HIV vaccine?What is the urgency to develop an
With no cure for HIV/AIDS and behavioural interventions failing to stop the spread of the HIV infection, a preventive vaccine is considered the best approach to end the spread of the disease. HIV is estimated to infect over 7,000 people around the world each day. The work on finding this vaccine has been on for more than 25 years since the first cases were detected. However, the epidemic rages on as scores of research projects and studies on HIV vaccines have been shut down because the line of vaccine being studied did not work.
What are the biggest hurdles to developing a vaccine for HIV?
The researchers have to identify the most effective immune response that will provide long–term protection and then decide whether it would be better to target specific immune responses or a combination of different responses. Besides, there are so many different types of HIV viruses with subtle genetic differences that need different treatment approaches to tackle them. For any vaccine to be effective, it will have to offer long term protection to a broad spectrum of HIV viruses. The virus also mutates continuously and evolves. So, even if a person is vaccinated against an earlier variant, a mutant variety could still lead to infection. Moreover, HIV vaccine research, like any other drug or vaccine research, is very expensive. Two large trials in 2003 and 2007 failed, leaving researchers wondering if there could ever be an effective vaccine. Since the 1980s, the National Institutes of Health in the US are said to have spent $3.4 billion on HIV vaccine research alone. The search for this elusive vaccine received a boost when the Bill and Melinda Gates foundation gave a quarter of a billion dollars towards this research to 19 countries. The appearance of resistant strains of HIV virus, strains resistant to the modes of treatment currently available, is another matter of great concern.
What is the latest breakthrough in HIV vaccine research?
A latest vaccine, a combination of two different genetically engineered vaccines that did not individually work in human beings, is said to be the first to show at least partial success. It underwent Phase–III trial in Thailand involving over 16,000 uninfected volunteers. The international Data and Safety Monitoring team reported that there were no safety concerns as the vaccine under study did not cause any HIV as it was not made from and did not contain the entire virus, either live or killed. Of those who got placebos, 74 became infected, while only 51 of those who got the vaccines did. While this might not seem very encouraging, the team studying the vaccine said it was statistically significant and meant the vaccine was 31.2% effective, way better than the results with many others under study. Incidentally, male circumcision is shown to reduce the risk of infection by double that.
How far are we now from an effective HIV vaccine?
Though there is much cheer about the success of the trial, it is a long road ahead with some estimating that it could take as long as another decade for an effective vaccine. Following the successful trial, the next task would be to identify how the vaccine worked to protect the people. It is also worrying that among those infected, the levels of virus in the blood were the same whether they had been vaccinated or not. The results of the trial have to be published and peer reviewed. It also has to be determined how many strains of HIV the vaccine protects against. So, a universal vaccine that works might be quite a long way off.

===

_Task instructions_:
Copy the passage on HIV vaccine research from "HIV vaccine?What is" up to and including "did not work.". Rely on nothing but the passage on HIV vaccine research.

_Excerpted data_:
===

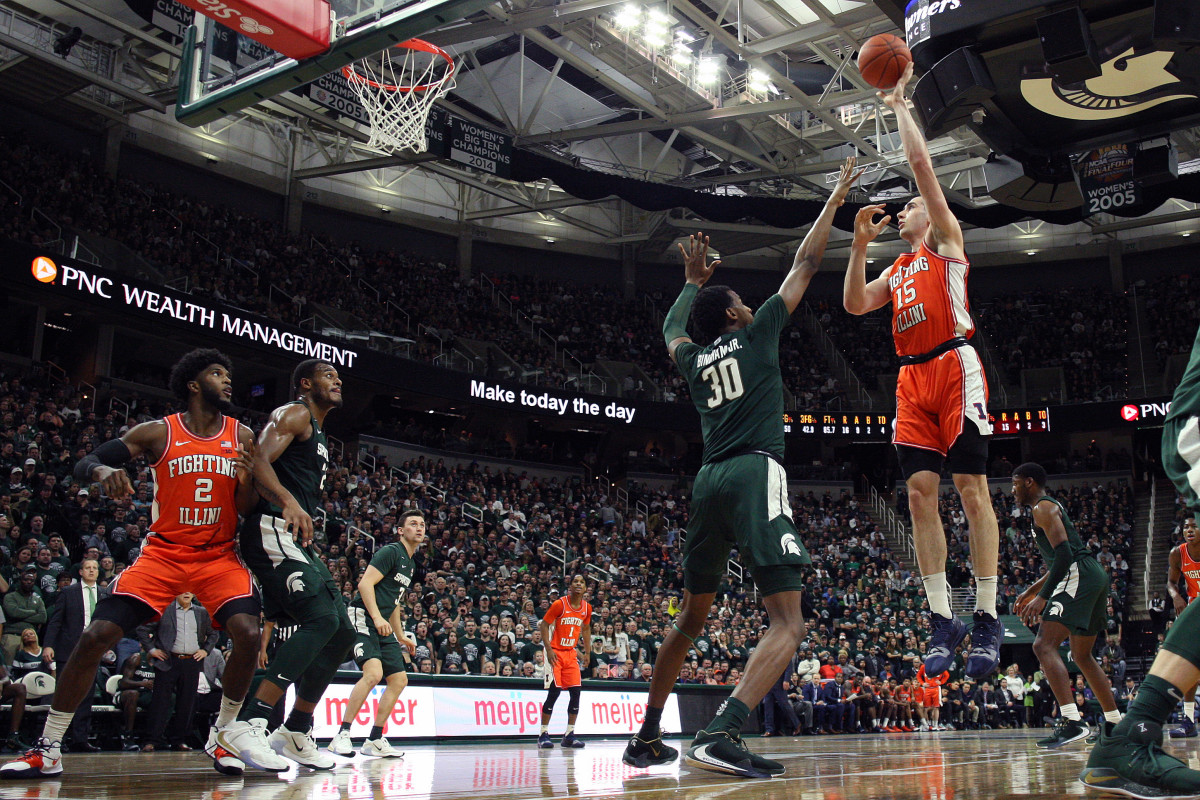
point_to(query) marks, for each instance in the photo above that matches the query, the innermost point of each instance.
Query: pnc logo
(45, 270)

===

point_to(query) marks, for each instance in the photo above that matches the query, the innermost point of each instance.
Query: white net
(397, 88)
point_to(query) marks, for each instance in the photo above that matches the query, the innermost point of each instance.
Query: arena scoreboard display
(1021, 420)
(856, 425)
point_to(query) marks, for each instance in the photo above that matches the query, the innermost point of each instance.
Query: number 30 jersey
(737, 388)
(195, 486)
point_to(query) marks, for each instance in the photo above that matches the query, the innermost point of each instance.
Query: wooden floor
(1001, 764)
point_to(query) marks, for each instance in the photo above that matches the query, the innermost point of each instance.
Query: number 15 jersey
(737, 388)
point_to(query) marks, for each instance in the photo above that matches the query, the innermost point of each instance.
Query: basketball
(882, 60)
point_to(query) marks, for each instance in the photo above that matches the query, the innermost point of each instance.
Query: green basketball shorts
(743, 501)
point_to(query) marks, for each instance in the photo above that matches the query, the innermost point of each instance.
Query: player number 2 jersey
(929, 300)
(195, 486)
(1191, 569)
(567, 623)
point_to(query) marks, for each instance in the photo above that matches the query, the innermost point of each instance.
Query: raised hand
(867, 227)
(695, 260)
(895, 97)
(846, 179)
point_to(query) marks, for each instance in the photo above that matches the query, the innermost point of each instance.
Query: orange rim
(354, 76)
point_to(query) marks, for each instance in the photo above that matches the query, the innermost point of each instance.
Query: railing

===

_Answer to the problem_:
HIV vaccine?What is the urgency to develop an
With no cure for HIV/AIDS and behavioural interventions failing to stop the spread of the HIV infection, a preventive vaccine is considered the best approach to end the spread of the disease. HIV is estimated to infect over 7,000 people around the world each day. The work on finding this vaccine has been on for more than 25 years since the first cases were detected. However, the epidemic rages on as scores of research projects and studies on HIV vaccines have been shut down because the line of vaccine being studied did not work.